--- Start of Entries provided ---
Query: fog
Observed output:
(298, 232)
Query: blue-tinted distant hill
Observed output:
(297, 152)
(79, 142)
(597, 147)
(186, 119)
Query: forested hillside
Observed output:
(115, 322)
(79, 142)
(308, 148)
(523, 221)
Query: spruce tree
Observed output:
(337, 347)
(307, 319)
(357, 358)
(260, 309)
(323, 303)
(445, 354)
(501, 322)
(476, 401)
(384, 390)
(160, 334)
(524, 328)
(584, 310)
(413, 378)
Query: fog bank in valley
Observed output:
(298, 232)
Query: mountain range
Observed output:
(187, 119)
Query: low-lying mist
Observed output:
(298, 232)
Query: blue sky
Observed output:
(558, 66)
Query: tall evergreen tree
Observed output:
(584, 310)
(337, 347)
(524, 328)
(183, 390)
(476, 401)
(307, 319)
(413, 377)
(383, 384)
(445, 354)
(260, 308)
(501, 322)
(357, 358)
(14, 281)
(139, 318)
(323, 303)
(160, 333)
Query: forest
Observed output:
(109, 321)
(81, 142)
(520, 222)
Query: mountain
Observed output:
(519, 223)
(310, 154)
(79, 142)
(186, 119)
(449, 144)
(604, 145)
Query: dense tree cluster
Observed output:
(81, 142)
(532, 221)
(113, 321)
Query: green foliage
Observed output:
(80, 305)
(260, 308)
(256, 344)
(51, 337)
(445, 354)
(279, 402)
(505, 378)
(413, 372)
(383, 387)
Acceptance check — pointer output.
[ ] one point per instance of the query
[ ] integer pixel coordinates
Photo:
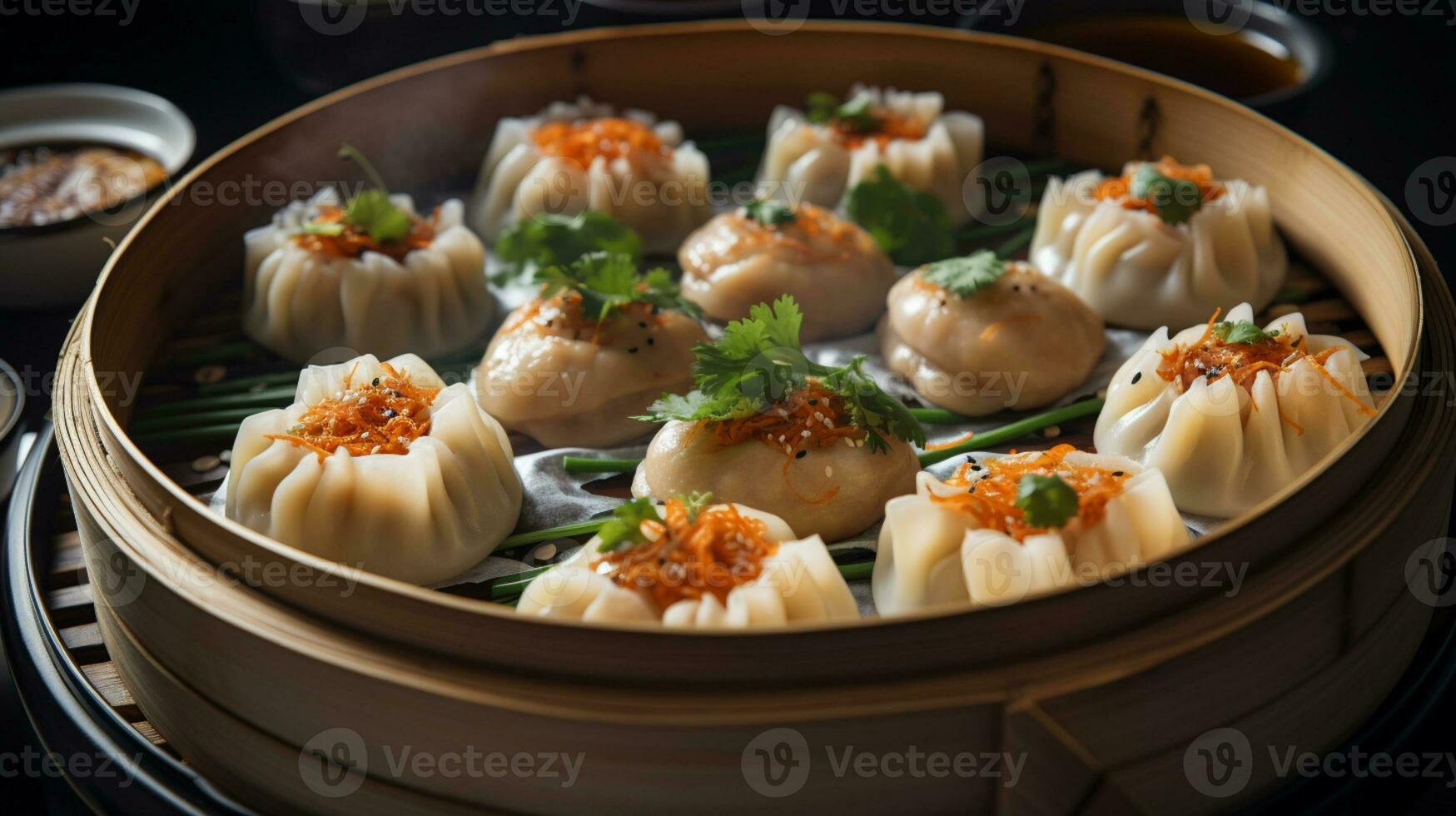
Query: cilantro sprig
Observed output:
(909, 225)
(855, 116)
(1175, 200)
(554, 241)
(625, 525)
(609, 281)
(769, 213)
(370, 211)
(1046, 501)
(966, 276)
(624, 530)
(758, 363)
(1242, 331)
--- End of Entries provided ---
◆ Goal of the exercise
Copy the records again, starting with the line that contains "Query: blue sky" and continuing through the end of the records, with both ends included. Leave the pictures out of the copy.

◆ Finished task
Query: blue sky
Observed output:
(558, 66)
Query: tall evergreen tree
Observed output:
(584, 310)
(337, 347)
(524, 328)
(183, 390)
(476, 401)
(307, 319)
(413, 377)
(383, 384)
(445, 354)
(260, 308)
(501, 322)
(357, 358)
(14, 281)
(139, 318)
(323, 303)
(160, 333)
Query: forest
Observed output:
(109, 321)
(81, 142)
(520, 222)
Query: mountain
Observed output:
(519, 223)
(310, 154)
(79, 142)
(186, 119)
(449, 144)
(604, 145)
Query: dense tree cluster
Observed output:
(81, 142)
(532, 221)
(113, 321)
Query: green foliage
Observed output:
(80, 305)
(260, 308)
(256, 344)
(51, 337)
(445, 354)
(279, 402)
(505, 378)
(413, 372)
(383, 387)
Acceptance check — pointer output.
[ ] one point per instance of the query
[ ] integer pixel coordinates
Photo:
Query: cilantro sprig
Observed output:
(909, 225)
(855, 116)
(1175, 200)
(554, 241)
(625, 525)
(609, 281)
(769, 213)
(370, 211)
(1046, 501)
(966, 276)
(624, 530)
(758, 363)
(1242, 331)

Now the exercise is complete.